_Text provided:_
>>>>

If the value representation contains any undefined or poison bits, the behavior is undefined.

but the way i'm using the vectors, those undef bits in the upper half of the vector are never returned.
the implementations look something like this (well, this would be the exact function):

pub fn f32_add(a: [f32; 2], b: [f32; 2]) -> [f32; 2] {
    unsafe {
        // written like this, *not* using an `#[inline]` function `load`.
        let a = [MaybeUninit::new(a), MaybeUninit::uninit()];
        let a = std::mem::transmute(a);
        let b = [MaybeUninit::new(b), MaybeUninit::uninit()];
        let b = std::mem::transmute(b);

        let r = _mm_add_ps(a, b);
        // assuming llvm keeps track of undef lane wise,
        // we only have undef in the top 2 lanes.
        // - well yes, that definition said "bits", so it should be bit-wise.
        //  which implies lane wise here, as it's doing f32 adds.

        // returns only the bottom two lanes.
        // - or maybe using the same `[[f32; 2]; 2]` transmute as above.
        //   wait no, that would be ub again :D
        //   cause it's reading those top 2 lanes & initializing f32s with them.
        return std::mem::transmute(_mm_cvtsd_f64(_mm_castps_pd(r)));
    }
}

shouldn't this mean, as long as i don't do something like horizontal add, there should be no UB?

The linked issue is an LLVM issue talking about a specific optimization it should apply, not documentation about the general rules.

Rust doesn't care whether the bits are returned or not. You made the instance of the type exist in a way that violated its validity invariant, which is instant UB. (Same as transmute::<u8, bool>(3) is instant UB.) See also "Producing invalid values" under https://doc.rust-lang.org/nomicon/what-unsafe-does.html.

1 Like

This is what the reference says about uninitialized values:

  • Producing an invalid value, even in private fields and locals. "Producing" a value happens any time a value is assigned to or read from a place, passed to a function/primitive operation or returned from a function/primitive operation.

Your uninitialized f32 is 1) returned from assume_init, 2) assigned to a local, and 3) passed to another function. Any of those would be UB. Basically, any time the value is considered f32 is UB.

Calling transmute(MaybeUninit::uninit()) is the same as MaybeUninit::uninit().assume_init() so there's no point in doing that.

3 Likes

You made the instance of the type exist in a way that violated its validity invariant, which is instant UB.

to note, that transmute is creating an instance of __m128.
but i suppose the relevant sentence is:

Note that unlike __m128i, the integer version of the 128-bit registers, this __m128 type has one interpretation. Each instance of __m128 always corresponds to f32x4, or four f32 types packed together.

<<<<

_Exercise instructions:_
a) In the thread on uninitialized SIMD lanes in Rust, what does the reply say calling transmute(MaybeUninit::uninit()) is the same as?
b) Go on with the thread on uninitialized SIMD lanes in Rust, starting right after its last sentence.

_Extracted data:_
>>>>

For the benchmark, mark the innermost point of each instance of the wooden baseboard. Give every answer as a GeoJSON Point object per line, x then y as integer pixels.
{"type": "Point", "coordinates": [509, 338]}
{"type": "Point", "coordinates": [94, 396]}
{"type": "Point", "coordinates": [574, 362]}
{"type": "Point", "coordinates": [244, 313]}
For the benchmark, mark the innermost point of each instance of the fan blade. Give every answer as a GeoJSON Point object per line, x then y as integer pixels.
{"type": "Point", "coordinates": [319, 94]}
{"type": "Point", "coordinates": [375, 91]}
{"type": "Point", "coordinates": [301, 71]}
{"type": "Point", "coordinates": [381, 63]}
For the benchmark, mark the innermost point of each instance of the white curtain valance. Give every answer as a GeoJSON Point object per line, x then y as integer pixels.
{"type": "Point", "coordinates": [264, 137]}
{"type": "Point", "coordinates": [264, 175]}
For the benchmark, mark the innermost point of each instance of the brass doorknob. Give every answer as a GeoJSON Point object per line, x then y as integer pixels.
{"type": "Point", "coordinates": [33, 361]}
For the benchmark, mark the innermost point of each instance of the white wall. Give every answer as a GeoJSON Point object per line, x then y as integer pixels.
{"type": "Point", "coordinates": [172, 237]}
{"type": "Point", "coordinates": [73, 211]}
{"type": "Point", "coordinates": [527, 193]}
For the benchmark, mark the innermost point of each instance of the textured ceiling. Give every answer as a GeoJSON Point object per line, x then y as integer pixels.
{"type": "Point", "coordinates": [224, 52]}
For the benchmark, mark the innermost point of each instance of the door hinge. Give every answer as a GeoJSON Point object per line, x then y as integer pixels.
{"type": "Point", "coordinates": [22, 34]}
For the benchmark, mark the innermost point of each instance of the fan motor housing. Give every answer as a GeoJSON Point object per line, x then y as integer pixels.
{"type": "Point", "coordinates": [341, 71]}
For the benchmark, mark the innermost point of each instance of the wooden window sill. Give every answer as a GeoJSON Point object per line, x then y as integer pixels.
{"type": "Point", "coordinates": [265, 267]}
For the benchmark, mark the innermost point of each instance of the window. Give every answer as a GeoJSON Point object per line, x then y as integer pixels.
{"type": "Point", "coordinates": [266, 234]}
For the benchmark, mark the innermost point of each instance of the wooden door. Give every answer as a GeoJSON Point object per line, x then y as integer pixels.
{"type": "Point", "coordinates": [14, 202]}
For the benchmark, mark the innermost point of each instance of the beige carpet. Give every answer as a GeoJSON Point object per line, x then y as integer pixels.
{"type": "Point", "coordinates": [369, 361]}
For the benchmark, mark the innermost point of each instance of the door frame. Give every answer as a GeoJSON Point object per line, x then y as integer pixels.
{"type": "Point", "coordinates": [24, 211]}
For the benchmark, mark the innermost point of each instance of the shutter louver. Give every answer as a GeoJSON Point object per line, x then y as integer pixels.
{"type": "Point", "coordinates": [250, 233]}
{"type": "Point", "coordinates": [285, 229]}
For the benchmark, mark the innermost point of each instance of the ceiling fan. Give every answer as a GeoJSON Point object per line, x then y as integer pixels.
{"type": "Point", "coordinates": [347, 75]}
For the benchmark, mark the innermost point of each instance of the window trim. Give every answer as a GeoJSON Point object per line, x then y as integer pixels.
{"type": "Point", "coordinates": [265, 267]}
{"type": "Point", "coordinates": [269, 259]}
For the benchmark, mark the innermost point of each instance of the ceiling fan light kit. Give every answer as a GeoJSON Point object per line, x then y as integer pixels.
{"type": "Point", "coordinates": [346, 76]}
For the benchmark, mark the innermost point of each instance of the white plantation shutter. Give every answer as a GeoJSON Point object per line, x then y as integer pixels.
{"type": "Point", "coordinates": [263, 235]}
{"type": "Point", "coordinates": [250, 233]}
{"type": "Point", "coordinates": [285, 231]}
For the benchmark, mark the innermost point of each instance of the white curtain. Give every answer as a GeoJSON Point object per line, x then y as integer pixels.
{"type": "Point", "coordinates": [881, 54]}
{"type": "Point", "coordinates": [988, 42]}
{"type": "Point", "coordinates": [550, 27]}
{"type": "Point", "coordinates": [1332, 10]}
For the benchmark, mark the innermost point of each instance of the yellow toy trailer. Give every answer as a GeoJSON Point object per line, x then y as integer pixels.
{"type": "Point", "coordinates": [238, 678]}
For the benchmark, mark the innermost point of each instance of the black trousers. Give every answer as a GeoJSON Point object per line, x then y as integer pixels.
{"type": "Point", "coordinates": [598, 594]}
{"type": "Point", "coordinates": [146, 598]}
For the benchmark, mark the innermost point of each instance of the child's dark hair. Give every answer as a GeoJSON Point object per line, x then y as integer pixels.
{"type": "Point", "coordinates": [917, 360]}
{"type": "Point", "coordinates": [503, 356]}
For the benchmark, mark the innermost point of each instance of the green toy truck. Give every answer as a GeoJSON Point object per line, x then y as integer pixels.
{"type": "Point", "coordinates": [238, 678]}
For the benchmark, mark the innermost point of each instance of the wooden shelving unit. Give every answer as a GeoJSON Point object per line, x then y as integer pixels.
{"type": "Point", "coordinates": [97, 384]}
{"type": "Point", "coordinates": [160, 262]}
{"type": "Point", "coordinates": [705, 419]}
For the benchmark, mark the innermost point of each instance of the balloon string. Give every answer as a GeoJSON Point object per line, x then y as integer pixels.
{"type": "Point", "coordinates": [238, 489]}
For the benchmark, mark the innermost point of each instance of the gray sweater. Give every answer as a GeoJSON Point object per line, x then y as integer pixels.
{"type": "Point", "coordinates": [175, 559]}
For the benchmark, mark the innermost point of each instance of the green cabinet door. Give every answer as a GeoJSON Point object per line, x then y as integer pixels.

<<<<

_Answers in order:_
a) It is the same as MaybeUninit::uninit().assume_init().

b)
from __m128 in core::arch::x86 - Rust

ie i'm creating two floats from undef.

now, this isn't really the place to discuss this. but i wonder, what's the point of making that instant UB? instead of "if such a value is observed". this seems needlessly restrictive :woman_shrugging:

Yeah, it's literally pub struct __m128(f32, f32, f32, f32); with no apparent special behavior, so it's the same as transmuting it into [f32; 4].

dang.
alright, thanks everyone! (also @scottmcm, @semicoleon, and @H2CO3)

i think i'll just use a scalar impl on x86 and hope the vectorizer does its job.

Why not write a straightforward "scalar" code? Optimized result is effectively the assembly you want: Compiler Explorer

UPD: Ah, I see it was already discussed.

1 Like

from my testing on aarch64, scalar code isn't realiable, and often does not choose the right instructions.

for example,

    #[inline(always)]
    fn b32_select_u32(mask: [B32; 2], on_true: [u32; 2], on_false: [u32; 2]) -> [u32; 2] {
        [mask[0].as_u32()&on_true[0] | !mask[0].as_u32()&on_false[0],
         mask[1].as_u32()&on_true[1] | !mask[1].as_u32()&on_false[1]]
    }

generates vector bit ops, but doesn't use vbsl, instead it uses vorr and vand

Remember that's in a macro. It adds #[repr(simd)] (https://doc.rust-lang.org/1.71.0/src/core/stdarch/crates/core_arch/src/macros.rs.html#60), which is pretty magical.

Well, you're passing it to a function, which is one place where it's absolutely essential to have validity met.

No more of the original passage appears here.